- _EXERCISE INSTRUCTIONS_
• 1. According to the Sam Docherty article, how many disposals a game did he average for the Gippsland Power in 2011?
• 2. Continue the Sam Docherty article, starting after its last sentence.

- _PASSAGE_
####

Personal information
- Full name: Sam Docherty
- Born: 17 October 1993 (age 32) Wonthaggi, Victoria
- Original teams: Phillip Island (WGFL) Gippsland Power (TAC Cup)
- Draft: No. 12, 2011 AFL draft
- Height: 185 cm (6 ft 1 in)
- Weight: 85 kg (187 lb)
- Position: Defender

Playing career^{1}
- Years: Club / Games (Goals)
- 2012–2013: Brisbane Lions / 013 0(1)
- 2014–2025: Carlton / 171 (30)
- Total:  / 184 (31)
- ^{1} Playing statistics correct to the end of the 2025 season.

Career highlights
- Carlton co-captain: 2019–2021; John Nicholls Medal: 2016; All-Australian team: 2017; David Parkin Medal: 2017, 2022; 22under22 team: 2016; Jim Stynes Community Leadership Award: 2023;

= Sam Docherty =

Australian rules footballer

Sam Docherty (born 17 October 1993) is a former Australian rules footballer who played for the Carlton Football Club and the Brisbane Lions in the Australian Football League (AFL). He was recruited from the Gippsland Power in the TAC Cup with the 12th selection in the 2011 AFL draft.

==Early life==
Docherty grew up on Phillip Island and was a supporter of the Carlton Football Club. He learned the game through the Phillip Island Auskick program. He played all of his junior football for Phillip Island Bulldogs in the Alberton Football Netball League, making his senior debut in 2009 as a 15 year old, playing alongside his older brother Josh. He played 13 games, kicking 2 goals in his senior debut year, and was named in the best players in seven games.

In 2010, as a 16-year-old, Docherty no longer played under-18 football for Phillip Island, despite being picked for the Alberton Interleague team. Instead, he played 21 games for the senior team and kicked 16 goals, despite his pre-season training being hampered when he strained the quadratus lumberum muscle in his back. As a result, he missed selection in Gippsland Power's TAC Cup squad as an underage player.

In 2011, Docherty played 16 games for the Gippsland Power in the TAC Cup, playing across the half-back line. Docherty used his run and carry skills for the Power, averaging 22 disposals a game, and was ranked second in the TAC Cup competition in marking from opposition kicks and rebound 50s. Docherty only played one game for Phillip Island in which he was named second-best for the Bulldogs, with his brother Josh being named best.

####

(Referring expression data)
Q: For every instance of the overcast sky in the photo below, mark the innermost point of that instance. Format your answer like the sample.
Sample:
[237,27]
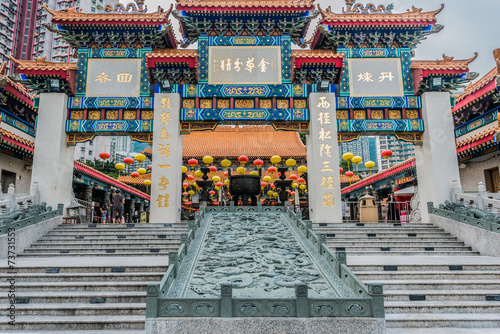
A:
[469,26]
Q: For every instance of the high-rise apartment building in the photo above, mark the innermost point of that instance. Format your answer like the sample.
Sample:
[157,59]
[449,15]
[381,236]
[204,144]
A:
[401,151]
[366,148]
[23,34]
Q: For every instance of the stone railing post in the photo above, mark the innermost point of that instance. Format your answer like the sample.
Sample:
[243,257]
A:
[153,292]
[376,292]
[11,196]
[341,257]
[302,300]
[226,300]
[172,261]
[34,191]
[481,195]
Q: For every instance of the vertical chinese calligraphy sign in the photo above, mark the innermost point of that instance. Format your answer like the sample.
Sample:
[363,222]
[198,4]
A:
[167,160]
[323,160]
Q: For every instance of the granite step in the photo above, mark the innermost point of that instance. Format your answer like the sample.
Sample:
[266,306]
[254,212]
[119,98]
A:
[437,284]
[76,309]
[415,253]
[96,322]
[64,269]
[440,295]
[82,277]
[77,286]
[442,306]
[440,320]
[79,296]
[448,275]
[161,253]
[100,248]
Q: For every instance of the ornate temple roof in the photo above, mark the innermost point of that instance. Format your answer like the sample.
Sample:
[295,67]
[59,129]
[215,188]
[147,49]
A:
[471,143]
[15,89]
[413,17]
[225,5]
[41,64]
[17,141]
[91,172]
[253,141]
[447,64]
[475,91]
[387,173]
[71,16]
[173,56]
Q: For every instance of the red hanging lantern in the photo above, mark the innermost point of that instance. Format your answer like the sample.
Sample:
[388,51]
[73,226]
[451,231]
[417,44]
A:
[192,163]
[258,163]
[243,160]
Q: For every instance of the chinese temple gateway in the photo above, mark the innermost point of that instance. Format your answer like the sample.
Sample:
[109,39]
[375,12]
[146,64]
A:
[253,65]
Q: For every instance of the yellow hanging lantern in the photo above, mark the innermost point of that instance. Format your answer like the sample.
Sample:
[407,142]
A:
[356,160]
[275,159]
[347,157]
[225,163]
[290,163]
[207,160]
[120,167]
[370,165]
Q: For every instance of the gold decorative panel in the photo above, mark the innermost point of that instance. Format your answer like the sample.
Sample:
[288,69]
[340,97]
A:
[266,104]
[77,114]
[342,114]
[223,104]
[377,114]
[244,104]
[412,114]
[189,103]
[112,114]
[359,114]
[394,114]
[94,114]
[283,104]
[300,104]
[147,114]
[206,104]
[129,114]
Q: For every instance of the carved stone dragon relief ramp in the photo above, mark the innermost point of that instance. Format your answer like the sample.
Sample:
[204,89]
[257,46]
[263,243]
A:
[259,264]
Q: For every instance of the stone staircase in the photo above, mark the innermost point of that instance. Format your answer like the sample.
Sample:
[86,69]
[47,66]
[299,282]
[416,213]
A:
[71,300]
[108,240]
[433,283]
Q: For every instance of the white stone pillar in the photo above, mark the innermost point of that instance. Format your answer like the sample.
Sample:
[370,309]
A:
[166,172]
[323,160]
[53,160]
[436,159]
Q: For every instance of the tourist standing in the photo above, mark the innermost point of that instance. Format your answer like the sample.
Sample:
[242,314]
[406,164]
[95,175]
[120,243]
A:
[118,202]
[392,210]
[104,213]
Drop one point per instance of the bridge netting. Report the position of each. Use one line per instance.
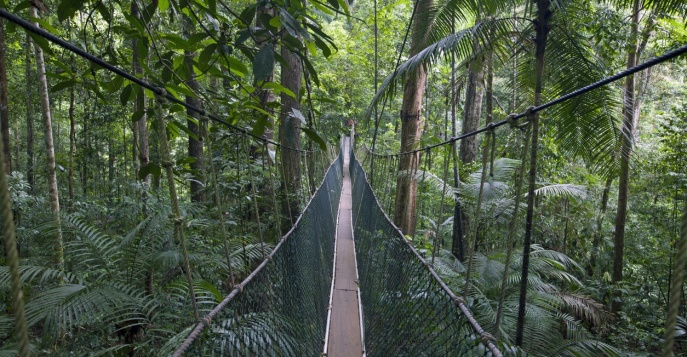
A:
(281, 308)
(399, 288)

####

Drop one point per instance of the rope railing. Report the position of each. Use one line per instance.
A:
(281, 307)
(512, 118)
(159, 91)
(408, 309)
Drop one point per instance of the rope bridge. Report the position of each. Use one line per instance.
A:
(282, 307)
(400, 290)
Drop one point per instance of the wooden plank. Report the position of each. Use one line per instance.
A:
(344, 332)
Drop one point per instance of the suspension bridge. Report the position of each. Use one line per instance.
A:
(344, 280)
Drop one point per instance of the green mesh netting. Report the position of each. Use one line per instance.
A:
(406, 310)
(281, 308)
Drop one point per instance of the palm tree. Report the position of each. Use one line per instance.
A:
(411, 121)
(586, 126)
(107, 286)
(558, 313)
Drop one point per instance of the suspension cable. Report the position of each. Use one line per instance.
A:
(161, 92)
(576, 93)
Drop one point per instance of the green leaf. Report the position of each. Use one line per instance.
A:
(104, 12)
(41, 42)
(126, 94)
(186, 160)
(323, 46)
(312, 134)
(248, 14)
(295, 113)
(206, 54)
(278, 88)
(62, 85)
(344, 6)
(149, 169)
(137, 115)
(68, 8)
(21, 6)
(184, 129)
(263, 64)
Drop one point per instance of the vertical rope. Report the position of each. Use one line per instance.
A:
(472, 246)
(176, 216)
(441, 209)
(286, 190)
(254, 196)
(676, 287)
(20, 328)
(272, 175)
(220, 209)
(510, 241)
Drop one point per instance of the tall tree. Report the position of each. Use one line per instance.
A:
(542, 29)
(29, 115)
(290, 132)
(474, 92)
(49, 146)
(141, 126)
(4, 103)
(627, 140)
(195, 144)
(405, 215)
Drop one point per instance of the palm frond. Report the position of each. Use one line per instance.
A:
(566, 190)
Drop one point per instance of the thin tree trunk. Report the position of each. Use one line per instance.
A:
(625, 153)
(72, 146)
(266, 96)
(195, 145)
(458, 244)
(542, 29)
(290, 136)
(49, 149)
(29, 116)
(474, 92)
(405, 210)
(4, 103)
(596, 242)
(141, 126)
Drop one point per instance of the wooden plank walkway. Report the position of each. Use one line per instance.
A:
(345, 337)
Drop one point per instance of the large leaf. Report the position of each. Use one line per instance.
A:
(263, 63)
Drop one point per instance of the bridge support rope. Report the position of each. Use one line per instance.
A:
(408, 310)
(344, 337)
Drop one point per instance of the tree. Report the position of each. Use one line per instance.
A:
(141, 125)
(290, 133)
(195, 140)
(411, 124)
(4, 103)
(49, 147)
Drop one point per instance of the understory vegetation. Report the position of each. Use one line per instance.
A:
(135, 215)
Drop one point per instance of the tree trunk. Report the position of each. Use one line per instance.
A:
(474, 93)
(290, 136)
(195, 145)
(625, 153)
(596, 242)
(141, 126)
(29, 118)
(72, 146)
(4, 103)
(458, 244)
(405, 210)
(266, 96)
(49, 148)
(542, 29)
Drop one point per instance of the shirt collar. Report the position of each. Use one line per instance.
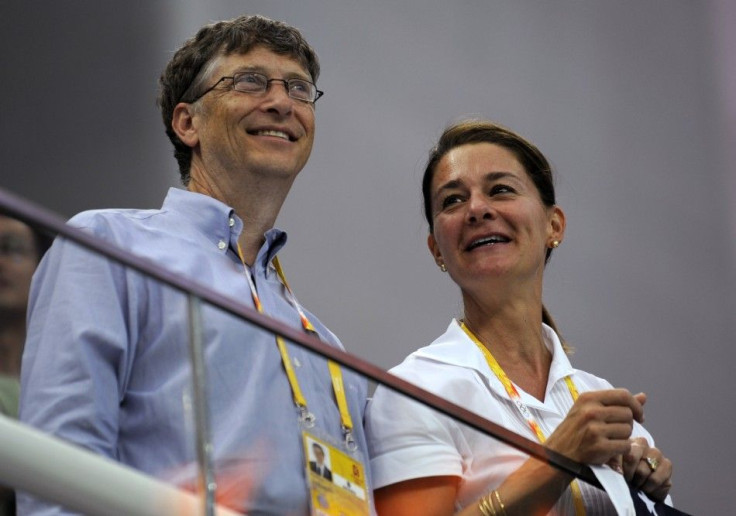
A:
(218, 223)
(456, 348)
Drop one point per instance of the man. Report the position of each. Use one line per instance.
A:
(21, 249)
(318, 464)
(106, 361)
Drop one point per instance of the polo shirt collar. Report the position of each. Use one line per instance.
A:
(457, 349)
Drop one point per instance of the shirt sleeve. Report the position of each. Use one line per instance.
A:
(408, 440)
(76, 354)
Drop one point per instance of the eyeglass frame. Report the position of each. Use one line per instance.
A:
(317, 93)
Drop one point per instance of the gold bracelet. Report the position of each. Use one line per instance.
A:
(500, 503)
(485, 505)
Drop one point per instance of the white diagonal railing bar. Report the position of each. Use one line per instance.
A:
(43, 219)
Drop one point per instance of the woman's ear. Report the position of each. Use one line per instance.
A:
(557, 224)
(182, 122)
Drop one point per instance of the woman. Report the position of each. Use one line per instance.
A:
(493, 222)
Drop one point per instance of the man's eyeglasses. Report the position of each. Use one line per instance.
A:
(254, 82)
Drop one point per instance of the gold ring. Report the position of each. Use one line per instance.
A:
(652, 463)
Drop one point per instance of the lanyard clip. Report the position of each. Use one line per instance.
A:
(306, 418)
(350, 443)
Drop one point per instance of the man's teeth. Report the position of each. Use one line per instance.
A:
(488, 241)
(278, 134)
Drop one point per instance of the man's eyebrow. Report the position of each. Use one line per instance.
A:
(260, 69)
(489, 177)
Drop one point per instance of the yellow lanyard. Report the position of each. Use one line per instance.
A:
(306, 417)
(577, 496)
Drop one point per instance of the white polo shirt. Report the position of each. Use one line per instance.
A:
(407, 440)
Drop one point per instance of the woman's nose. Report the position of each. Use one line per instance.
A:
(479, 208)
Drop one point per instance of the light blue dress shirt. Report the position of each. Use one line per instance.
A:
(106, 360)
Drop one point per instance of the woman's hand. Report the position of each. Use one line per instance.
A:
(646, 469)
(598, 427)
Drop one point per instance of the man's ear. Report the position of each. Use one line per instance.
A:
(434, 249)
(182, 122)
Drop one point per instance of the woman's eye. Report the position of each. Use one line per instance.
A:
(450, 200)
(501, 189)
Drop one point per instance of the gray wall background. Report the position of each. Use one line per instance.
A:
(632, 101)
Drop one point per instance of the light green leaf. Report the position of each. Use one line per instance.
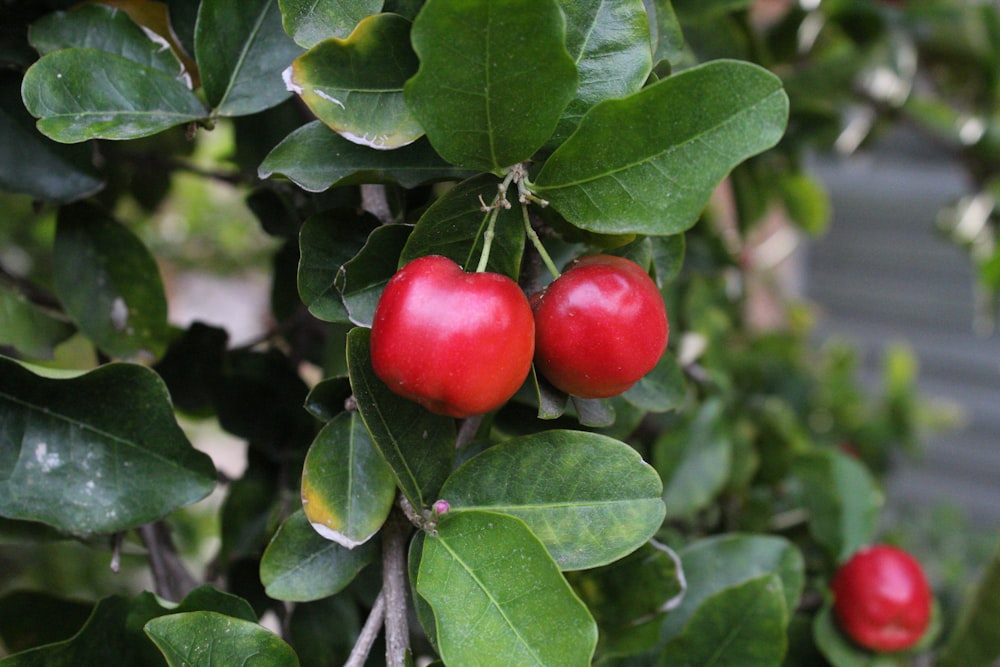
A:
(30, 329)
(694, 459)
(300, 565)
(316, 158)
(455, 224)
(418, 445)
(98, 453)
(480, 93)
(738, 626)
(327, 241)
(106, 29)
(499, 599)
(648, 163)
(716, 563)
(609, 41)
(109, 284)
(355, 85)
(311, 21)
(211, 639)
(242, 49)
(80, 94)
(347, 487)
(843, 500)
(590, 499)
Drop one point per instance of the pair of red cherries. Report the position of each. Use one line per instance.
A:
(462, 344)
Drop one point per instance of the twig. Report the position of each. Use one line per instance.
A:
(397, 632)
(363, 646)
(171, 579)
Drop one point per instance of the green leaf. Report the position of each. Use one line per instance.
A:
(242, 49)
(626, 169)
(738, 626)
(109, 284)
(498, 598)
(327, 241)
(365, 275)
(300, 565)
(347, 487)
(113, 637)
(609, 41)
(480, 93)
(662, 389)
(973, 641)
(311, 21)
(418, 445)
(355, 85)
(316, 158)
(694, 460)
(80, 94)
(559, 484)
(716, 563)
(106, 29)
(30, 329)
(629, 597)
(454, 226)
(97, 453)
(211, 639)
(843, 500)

####

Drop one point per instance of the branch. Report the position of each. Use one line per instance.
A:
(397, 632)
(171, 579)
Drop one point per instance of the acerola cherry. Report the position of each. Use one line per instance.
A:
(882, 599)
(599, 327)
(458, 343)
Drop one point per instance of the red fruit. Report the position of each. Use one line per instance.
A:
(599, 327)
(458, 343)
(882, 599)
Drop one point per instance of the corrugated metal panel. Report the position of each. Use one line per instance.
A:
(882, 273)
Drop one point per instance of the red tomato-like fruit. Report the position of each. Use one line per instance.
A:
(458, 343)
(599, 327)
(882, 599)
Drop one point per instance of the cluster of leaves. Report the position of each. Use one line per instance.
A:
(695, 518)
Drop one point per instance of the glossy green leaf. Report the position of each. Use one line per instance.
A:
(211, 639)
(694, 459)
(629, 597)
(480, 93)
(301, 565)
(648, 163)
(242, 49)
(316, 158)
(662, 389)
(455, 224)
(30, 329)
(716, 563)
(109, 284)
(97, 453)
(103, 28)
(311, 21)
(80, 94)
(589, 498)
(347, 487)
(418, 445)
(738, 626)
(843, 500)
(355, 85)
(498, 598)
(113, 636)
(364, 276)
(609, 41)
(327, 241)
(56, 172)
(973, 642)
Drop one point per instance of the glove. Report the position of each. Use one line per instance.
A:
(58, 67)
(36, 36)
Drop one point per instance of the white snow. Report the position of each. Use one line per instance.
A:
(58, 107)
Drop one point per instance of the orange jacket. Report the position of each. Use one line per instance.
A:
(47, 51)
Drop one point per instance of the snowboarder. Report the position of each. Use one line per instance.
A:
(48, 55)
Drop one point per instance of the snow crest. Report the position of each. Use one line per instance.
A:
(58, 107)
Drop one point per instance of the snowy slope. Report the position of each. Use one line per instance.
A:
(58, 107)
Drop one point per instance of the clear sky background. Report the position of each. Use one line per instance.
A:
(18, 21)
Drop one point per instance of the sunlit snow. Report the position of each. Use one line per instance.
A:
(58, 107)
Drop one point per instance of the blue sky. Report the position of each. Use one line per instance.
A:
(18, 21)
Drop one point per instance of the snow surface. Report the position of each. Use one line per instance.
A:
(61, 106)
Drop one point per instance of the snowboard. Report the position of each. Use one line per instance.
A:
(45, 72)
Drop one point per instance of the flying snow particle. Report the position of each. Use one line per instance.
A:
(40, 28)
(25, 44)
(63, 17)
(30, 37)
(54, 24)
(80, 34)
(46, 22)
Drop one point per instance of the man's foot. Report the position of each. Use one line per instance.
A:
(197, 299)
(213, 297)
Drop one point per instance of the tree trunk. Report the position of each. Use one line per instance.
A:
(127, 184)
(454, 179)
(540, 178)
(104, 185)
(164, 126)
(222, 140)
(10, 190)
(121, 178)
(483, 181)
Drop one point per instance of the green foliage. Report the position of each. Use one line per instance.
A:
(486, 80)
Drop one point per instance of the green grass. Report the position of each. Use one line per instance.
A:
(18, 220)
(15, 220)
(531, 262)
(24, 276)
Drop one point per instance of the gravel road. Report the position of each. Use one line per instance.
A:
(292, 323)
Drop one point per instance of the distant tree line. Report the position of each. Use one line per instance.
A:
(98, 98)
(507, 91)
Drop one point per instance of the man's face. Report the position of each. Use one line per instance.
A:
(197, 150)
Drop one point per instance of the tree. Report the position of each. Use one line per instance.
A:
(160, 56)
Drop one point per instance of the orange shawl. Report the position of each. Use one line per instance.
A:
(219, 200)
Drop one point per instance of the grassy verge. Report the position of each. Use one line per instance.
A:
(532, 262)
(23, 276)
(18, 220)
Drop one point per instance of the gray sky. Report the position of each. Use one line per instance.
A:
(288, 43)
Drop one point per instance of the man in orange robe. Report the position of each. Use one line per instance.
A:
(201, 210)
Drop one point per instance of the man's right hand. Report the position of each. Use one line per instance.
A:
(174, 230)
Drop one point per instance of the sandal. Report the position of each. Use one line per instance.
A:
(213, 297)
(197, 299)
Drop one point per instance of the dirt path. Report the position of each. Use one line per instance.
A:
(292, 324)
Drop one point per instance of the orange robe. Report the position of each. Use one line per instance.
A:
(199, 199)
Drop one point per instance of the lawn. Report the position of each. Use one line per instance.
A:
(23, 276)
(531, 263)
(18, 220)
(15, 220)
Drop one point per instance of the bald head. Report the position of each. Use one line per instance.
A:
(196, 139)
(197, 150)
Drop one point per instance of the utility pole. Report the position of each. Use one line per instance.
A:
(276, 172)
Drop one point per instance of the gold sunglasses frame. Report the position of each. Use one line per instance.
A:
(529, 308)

####

- _EXERCISE RESULTS_
• 1. 22 disposals a game.

• 2.
Despite his form for Gippsland, Docherty missed out on selection in the initial Vic Country squad for the 2011 AFL Under 18 Championships, but he was brought in for the fourth game of the carnival, delivering an eye-catching display across half-back against WA, with 21 possessions and five rebound 50s. He remained in the Vic Country team that faced Vic Metro in the last round of the championships. A hip injury incurred while playing for the Power meant that Docherty could not perform at the AFL draft camp.

At the Gippsland Power awards he won the Most Disciplined and Trainers Awards plus was named in the 2011 TAC Cup Team of the Year. Despite the injury and being relatively unknown to AFL recruiters at the start of the year, Docherty was expected to be a first-round pick in the 2011 AFL draft. He was ultimately selected by the Brisbane Lions with their second selection (pick No. 12 overall) at the 2011 AFL National Draft. He became the first player from Phillip Island to be drafted into the AFL.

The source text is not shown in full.